Written by Dominic Pates
On farms and lockdowns
When I was a far younger man than I am today, I used to make the Glastonbury Festival my annual summer holiday. I got to experience the likes of Blur, The Orb or Primal Scream in their heyday and witness surprise revivals like The Velvet Underground, reunited on the Pyramid Stage. The festival is such a full-on experience that it can be as much an investment of energy and emotion as it is of cold hard cash, but for a music fan, you’d get to see at least a year’s worth of gigs over just a few days. By the mid-nineties though, as levels of security increased around the perimeter fences and ticket prices started rising to significant levels, I decided that my Somerset festivalling was over and that I was only going back if I was on the bill. As I was tinkering around in various bands at the same time, it wasn’t beyond the realms of possibility, but it was not exactly that likely. My last Glastonbury Festival was in 1994, the year after the first ALT conference.
Two decades on, I attended my first ALTc, at the University of Warwick. Although a professional conference is a very different proposition from a music festival, there were a few intriguing parallels. It was three days away from home, with a concentrated hit of as much of the best of what the sector represents, compacted into a full programme. The keynote speakers were like the headline acts, just at the start of the day rather than at the end of it. And the conditions were there for serendipitous conversations that would forge connections and spark discussions that just wouldn’t have happened otherwise. A Glastonbury for learning technology, in its own way. Fairly new to the sector as I was, ALTc 2014 was a professional highlight of the year. It was also pretty full-on to get to the end of. I recounted my personal pledge not to return to Glastonbury until I was on the bill and thought to myself, ‘I’ll be back at ALTc again, but not until I’m on the programme’. That set me a professional goal to aspire towards.
I didn’t manage to stay away entirely, as I continued to tinker with participation via remote means, mainly through things like hanging out at the keynote live streams on YouTube or descending down hashtag rabbit holes in the fringe conversations that would pop up on Twitter around the time of the conference. By ALTc 2019, though, I hit my Glastonbury goal and made it onto the bill with a workshop titled ‘Interrogating the Holographic Academic: A Speculative Design Workshop for Telepresent Future Learning’. It turned out that if you propose turning academics into holograms, you end up with people in the room wanting to explore the idea or push back against it, so I even managed an audience too.
Of course, the following year, the usual timetable of professional events and general social activities got thrown completely out of kilter. The first 2020 lockdown, and like many other people, my professional and social life temporarily contracted to take place almost wholly on a landscape-oriented rectangular screen in my living room. One of the things that I’d been doing even before I became a learning technologist was co-running an Internet radio station, called The Thursday Night Show (TTNS). At the point when things like family commitments stopped a bunch of us in Brighton going out to the clubs of an evening, we ended up trying to recreate the experience in a browser and went out by staying in. When suddenly nobody could leave their homes by law to socialise and hang out with each other in Spring 2020, this led to a surge in interest for places where community was possible and already gathering in online spaces. TTNS started seeing some big audience spikes and we opened up a Zoom feature, and people would dress up for a night in and dance, alone together. Running a nightclub online was certainly a different way to experience that first lockdown.

Location identification entries

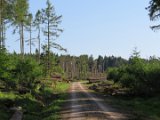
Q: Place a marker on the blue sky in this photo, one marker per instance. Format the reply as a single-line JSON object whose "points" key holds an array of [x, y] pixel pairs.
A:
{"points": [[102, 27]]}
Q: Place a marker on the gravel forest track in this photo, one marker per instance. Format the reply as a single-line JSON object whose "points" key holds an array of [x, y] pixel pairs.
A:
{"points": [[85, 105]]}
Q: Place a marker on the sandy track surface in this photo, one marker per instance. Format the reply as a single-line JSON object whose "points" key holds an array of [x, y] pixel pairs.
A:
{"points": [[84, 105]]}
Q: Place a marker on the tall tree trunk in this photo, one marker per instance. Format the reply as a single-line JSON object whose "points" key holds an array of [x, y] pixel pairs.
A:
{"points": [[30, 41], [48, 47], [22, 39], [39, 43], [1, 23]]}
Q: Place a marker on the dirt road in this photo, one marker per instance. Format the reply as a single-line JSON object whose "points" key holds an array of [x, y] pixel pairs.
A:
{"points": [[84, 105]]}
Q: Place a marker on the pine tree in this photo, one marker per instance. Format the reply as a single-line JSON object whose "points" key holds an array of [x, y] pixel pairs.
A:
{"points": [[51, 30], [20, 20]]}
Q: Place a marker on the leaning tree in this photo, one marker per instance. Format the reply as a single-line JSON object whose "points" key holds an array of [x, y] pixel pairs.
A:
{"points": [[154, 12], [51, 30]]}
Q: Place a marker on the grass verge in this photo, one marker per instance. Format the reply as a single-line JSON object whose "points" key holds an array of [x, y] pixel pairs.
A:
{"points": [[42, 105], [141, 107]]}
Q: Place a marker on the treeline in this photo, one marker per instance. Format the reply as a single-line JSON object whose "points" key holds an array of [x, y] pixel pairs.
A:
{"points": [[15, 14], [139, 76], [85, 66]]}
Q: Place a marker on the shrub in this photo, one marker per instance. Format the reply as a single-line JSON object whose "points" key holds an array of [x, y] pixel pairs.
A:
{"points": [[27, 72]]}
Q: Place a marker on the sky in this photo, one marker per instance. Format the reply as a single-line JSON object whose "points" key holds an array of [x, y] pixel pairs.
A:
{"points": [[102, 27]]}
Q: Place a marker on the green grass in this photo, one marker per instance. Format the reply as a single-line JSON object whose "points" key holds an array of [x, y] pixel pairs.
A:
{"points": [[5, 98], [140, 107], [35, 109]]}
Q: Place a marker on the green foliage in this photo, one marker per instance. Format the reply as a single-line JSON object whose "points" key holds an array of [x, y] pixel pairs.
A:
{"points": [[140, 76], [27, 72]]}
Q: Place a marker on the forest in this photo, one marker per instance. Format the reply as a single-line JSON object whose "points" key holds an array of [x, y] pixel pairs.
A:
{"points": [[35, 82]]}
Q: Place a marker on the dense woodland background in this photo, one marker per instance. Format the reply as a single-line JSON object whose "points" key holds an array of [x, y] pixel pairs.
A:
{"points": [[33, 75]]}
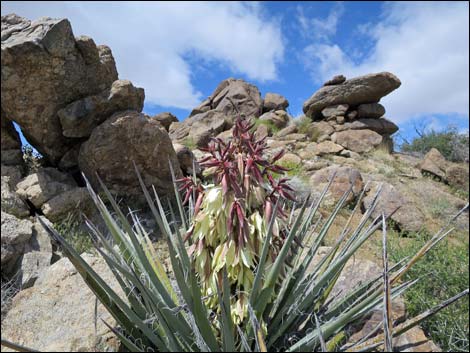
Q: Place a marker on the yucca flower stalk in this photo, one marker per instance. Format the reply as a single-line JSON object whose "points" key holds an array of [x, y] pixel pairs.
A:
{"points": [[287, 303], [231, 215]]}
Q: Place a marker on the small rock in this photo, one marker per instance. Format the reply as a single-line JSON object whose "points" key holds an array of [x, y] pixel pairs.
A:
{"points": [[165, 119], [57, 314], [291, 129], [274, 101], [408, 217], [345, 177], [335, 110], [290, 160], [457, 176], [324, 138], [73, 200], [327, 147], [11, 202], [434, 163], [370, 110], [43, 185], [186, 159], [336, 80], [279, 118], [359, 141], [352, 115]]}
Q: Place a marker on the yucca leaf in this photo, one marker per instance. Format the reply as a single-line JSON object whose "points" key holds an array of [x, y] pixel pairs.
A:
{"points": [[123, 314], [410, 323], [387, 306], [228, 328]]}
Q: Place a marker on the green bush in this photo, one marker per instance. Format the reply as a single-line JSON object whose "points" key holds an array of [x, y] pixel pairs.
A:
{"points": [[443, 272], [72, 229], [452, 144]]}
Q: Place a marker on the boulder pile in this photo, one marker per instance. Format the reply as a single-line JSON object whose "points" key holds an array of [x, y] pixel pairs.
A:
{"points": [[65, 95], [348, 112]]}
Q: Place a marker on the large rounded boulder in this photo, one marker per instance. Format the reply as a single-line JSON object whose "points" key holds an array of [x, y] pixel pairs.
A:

● ACTIONS TO TAKE
A) Name every band or act that the essay on festivals and lockdowns says the writer saw at the Glastonbury Festival.
B) Please collect every line of the records that contains the string "forest", treating case as significant.
The essay and the records are unrelated to each other.

● RESPONSES
A) Blur, The Orb, Primal Scream, The Velvet Underground

B)
Q: Place a marker on the gravel forest track in this photo, one marker per instance. Format the reply as a single-line JSON object whose "points" key holds an array of [x, y] pixel pairs.
Q: Place a marker on the forest in this photo, one marker per instance. Format the reply as a single-line JSON object whose "points" key holds an array of [x, y] pixel pairs.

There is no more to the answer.